══ Supplied records ══

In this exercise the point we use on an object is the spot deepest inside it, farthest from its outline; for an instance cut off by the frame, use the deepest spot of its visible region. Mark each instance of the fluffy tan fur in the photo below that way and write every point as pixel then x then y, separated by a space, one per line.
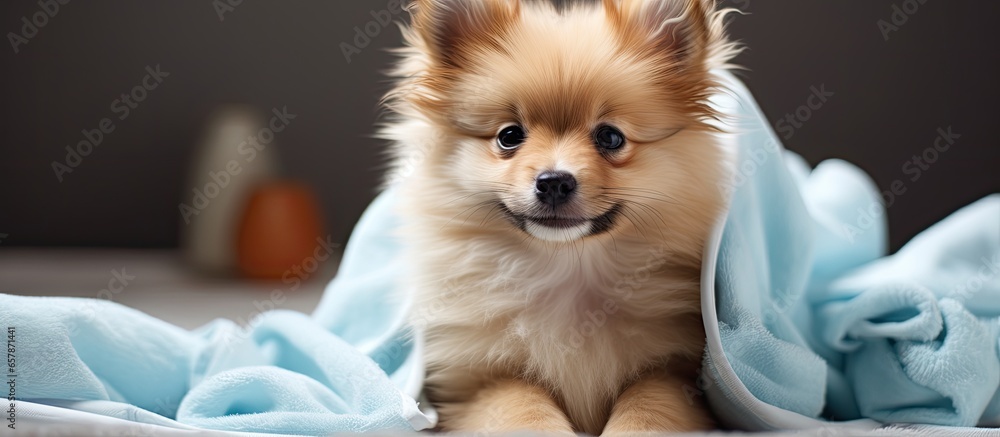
pixel 602 333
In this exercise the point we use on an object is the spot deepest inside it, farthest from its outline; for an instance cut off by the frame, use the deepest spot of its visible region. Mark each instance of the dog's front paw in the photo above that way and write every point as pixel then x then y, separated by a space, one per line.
pixel 507 407
pixel 653 406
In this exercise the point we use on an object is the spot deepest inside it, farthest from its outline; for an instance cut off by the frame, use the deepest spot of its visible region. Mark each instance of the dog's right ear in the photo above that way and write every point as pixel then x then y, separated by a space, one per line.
pixel 447 26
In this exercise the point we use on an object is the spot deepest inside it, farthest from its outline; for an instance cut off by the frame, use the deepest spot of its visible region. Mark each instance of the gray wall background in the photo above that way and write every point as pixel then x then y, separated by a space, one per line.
pixel 938 69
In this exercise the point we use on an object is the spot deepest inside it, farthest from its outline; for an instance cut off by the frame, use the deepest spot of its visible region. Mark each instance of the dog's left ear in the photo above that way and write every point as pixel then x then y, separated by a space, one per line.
pixel 445 26
pixel 685 30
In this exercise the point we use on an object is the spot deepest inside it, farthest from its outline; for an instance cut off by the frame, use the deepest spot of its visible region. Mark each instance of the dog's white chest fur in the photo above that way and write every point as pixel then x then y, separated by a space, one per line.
pixel 582 321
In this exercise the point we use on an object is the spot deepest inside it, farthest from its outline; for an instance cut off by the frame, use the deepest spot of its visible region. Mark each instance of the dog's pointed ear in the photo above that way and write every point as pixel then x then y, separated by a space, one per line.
pixel 682 29
pixel 446 26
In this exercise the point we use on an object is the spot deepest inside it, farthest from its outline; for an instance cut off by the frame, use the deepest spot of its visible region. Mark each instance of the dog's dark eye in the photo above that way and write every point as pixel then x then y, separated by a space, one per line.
pixel 511 137
pixel 608 138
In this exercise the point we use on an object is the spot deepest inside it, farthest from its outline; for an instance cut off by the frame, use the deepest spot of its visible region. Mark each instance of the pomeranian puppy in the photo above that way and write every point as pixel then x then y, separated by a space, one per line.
pixel 561 180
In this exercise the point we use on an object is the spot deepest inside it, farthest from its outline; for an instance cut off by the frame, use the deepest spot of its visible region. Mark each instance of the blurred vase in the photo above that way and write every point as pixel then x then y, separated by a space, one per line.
pixel 225 171
pixel 281 228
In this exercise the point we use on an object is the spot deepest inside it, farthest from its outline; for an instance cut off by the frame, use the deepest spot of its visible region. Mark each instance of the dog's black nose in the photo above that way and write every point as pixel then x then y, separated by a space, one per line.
pixel 555 187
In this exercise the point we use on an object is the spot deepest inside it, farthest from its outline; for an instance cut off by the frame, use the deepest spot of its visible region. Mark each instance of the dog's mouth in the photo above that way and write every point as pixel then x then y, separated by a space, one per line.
pixel 553 228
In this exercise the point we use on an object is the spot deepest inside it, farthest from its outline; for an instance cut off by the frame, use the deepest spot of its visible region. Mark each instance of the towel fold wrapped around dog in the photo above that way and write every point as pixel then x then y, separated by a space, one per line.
pixel 813 318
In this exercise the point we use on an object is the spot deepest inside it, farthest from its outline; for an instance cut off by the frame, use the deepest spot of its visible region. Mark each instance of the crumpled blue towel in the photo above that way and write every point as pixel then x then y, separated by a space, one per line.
pixel 288 374
pixel 815 319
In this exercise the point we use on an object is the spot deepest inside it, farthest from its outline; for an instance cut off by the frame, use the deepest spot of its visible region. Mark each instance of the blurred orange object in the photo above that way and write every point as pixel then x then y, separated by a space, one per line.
pixel 280 229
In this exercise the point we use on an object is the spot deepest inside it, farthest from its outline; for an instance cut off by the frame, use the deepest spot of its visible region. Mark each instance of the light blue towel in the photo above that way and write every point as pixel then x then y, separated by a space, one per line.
pixel 815 319
pixel 289 374
pixel 806 318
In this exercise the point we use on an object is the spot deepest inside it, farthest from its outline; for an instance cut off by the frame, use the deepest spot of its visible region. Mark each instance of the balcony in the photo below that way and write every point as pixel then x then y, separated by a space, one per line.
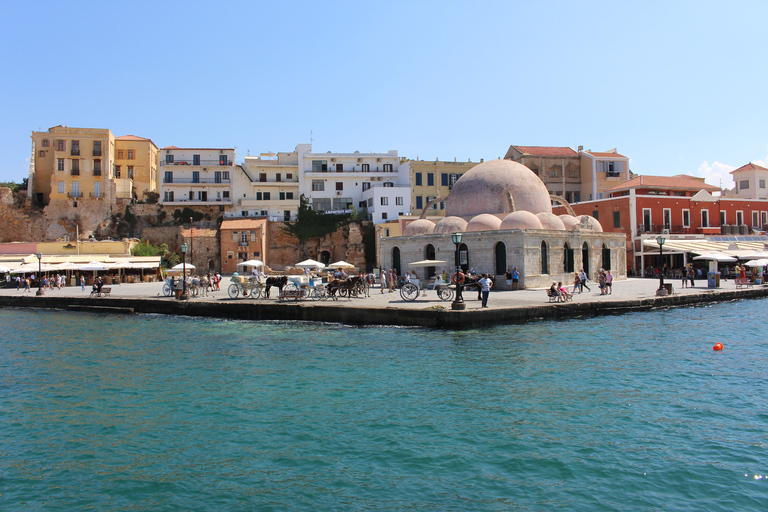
pixel 211 163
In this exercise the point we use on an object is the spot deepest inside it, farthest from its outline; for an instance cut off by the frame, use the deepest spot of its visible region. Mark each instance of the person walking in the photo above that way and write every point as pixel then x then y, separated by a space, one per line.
pixel 485 287
pixel 584 279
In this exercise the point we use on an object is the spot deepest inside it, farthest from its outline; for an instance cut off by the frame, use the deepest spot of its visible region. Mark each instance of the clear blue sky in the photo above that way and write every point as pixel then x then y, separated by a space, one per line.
pixel 677 86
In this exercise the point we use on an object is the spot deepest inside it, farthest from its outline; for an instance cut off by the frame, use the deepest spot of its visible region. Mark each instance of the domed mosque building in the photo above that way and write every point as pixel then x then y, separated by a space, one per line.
pixel 504 214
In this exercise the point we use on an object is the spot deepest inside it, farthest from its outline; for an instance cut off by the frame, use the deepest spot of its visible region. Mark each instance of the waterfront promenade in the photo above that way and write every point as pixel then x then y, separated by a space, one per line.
pixel 388 308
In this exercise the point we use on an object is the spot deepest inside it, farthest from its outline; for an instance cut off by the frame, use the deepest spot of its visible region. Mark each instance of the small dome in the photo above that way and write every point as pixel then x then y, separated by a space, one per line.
pixel 521 220
pixel 450 225
pixel 482 190
pixel 419 227
pixel 551 221
pixel 484 222
pixel 594 223
pixel 569 221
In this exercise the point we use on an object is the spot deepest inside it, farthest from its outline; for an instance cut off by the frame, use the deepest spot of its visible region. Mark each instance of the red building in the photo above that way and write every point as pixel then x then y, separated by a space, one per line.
pixel 682 209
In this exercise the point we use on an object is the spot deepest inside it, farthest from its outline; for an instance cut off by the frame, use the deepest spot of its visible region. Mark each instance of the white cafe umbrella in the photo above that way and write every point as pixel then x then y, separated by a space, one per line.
pixel 310 264
pixel 251 263
pixel 341 264
pixel 427 263
pixel 715 256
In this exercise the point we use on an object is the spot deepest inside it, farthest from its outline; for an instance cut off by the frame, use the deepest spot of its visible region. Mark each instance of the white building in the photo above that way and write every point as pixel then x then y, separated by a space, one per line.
pixel 267 186
pixel 338 182
pixel 196 176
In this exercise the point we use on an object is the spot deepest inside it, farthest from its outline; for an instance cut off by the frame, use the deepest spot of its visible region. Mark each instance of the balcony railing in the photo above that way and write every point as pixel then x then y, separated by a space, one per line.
pixel 201 181
pixel 212 163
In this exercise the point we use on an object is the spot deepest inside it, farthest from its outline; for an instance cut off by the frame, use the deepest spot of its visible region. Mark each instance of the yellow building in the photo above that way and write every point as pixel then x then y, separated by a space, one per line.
pixel 433 180
pixel 71 163
pixel 135 166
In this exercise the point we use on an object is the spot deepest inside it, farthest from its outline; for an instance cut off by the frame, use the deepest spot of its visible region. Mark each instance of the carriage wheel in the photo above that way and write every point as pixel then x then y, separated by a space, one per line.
pixel 445 293
pixel 409 292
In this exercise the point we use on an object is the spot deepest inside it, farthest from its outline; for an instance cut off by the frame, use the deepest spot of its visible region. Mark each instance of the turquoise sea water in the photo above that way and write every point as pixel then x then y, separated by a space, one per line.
pixel 153 413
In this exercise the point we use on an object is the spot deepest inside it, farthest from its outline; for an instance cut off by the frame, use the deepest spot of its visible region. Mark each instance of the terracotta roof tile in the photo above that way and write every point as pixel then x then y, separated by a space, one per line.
pixel 749 167
pixel 546 150
pixel 663 182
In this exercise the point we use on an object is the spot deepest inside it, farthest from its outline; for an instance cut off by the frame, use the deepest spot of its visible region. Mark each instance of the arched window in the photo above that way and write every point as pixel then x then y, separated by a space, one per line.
pixel 606 258
pixel 429 254
pixel 501 258
pixel 567 259
pixel 396 260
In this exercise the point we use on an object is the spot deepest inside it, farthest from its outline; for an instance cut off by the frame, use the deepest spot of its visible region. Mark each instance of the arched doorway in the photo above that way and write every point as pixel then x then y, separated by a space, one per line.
pixel 396 260
pixel 567 259
pixel 429 254
pixel 501 258
pixel 606 258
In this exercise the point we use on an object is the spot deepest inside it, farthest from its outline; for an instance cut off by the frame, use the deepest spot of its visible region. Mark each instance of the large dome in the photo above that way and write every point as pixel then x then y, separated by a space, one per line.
pixel 482 190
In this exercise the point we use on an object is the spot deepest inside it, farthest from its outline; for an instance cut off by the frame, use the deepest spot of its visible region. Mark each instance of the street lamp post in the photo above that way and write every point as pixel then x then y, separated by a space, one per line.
pixel 458 302
pixel 661 291
pixel 184 295
pixel 39 275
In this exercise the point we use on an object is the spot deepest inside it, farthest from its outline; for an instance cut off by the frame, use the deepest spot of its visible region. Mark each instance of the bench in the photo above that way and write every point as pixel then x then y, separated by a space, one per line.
pixel 105 291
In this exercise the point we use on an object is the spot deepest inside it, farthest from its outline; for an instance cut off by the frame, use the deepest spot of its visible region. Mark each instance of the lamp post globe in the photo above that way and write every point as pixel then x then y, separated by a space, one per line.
pixel 458 301
pixel 184 295
pixel 40 290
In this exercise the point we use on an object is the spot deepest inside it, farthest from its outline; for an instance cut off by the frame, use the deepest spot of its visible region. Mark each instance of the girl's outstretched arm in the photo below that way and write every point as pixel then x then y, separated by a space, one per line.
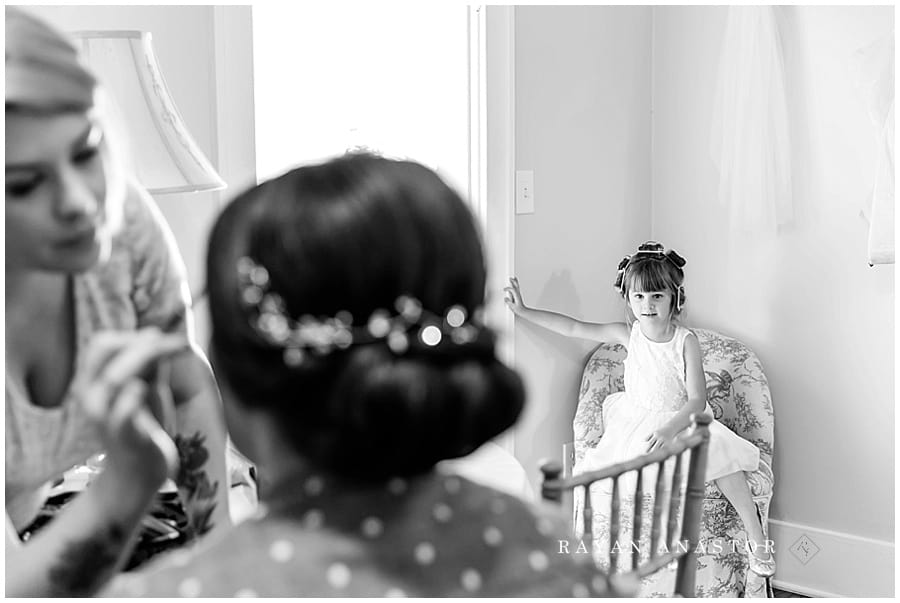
pixel 695 382
pixel 615 332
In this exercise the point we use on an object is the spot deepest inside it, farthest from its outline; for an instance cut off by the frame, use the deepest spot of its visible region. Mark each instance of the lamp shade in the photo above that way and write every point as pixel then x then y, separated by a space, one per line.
pixel 166 157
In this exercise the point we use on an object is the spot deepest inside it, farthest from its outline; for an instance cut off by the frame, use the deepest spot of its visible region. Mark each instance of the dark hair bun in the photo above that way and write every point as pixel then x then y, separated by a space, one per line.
pixel 353 235
pixel 387 415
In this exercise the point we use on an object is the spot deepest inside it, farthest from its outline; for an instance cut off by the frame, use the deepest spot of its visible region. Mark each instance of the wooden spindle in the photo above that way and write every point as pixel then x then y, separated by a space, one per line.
pixel 657 508
pixel 614 526
pixel 587 516
pixel 674 504
pixel 685 575
pixel 637 515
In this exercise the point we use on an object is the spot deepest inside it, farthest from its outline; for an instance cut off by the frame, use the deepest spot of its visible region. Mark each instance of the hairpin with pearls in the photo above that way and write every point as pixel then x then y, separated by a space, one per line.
pixel 317 337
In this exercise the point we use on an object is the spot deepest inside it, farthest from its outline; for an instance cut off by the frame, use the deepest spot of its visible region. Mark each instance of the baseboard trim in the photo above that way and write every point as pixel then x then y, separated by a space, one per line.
pixel 844 565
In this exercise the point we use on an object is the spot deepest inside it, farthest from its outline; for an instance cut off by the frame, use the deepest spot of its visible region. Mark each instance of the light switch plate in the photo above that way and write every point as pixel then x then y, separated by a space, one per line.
pixel 524 192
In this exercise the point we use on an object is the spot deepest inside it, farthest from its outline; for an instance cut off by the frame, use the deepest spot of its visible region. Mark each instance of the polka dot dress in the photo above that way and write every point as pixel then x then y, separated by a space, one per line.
pixel 438 535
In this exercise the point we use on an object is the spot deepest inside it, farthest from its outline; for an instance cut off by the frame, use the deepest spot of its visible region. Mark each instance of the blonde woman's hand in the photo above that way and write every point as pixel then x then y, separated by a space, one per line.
pixel 115 388
pixel 513 296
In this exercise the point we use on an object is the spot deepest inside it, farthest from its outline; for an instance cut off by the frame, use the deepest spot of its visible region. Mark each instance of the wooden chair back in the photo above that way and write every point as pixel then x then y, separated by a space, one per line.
pixel 680 545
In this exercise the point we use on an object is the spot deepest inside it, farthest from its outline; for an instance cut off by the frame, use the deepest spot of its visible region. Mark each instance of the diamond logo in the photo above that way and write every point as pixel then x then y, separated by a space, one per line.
pixel 804 549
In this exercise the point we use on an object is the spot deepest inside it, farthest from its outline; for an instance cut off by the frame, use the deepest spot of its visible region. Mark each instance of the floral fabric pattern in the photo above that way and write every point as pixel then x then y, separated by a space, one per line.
pixel 738 394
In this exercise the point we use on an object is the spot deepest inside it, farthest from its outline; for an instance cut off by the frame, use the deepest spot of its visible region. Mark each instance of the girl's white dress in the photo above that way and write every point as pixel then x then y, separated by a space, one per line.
pixel 655 390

═══

→ **What is being asked**
Return, unchanged, the lines of the entries above from the line with "of the gray" to the line with "pixel 938 69", both included.

→ **Answer in full**
In this exercise the point we use on an object is the spot deepest inside it, farthest from its outline; for an instance cut off by the frame, use the deepest spot of its visible region. Mark each instance of the gray wall background in the photo above that way and write every point as pixel then x then y, separated by a space, one per line.
pixel 938 69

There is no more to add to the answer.